Direction |
Copy each of the following records word for word.

┌────────

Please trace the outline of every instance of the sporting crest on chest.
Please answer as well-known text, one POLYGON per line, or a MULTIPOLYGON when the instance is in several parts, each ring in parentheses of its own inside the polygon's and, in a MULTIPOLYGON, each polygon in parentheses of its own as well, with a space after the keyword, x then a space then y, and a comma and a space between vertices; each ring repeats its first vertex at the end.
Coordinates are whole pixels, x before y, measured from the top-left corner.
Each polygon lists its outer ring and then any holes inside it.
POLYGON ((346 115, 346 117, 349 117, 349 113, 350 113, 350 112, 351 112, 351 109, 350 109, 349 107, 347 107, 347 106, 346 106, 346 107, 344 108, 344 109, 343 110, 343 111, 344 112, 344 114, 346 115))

└────────

Output |
Please trace the outline of every instance of the sporting crest on chest.
Please answer as well-known text, one POLYGON per line, or a MULTIPOLYGON when the instance is in several parts, each ring in parentheses of its own inside the polygon's and, in a MULTIPOLYGON, each polygon in parentheses of its own as well, with a space after the keyword, x then a space then y, and a comma and a space between vertices; each ring repeats its first vertex at the end.
Coordinates are whole pixels, x before y, measured from the top-left corner.
Each polygon lists its outer ring and then any holes inside it.
POLYGON ((346 115, 346 117, 349 117, 349 113, 350 113, 350 112, 351 112, 351 109, 350 109, 349 107, 347 107, 347 106, 346 106, 346 107, 344 108, 344 109, 343 110, 343 111, 344 112, 344 114, 346 115))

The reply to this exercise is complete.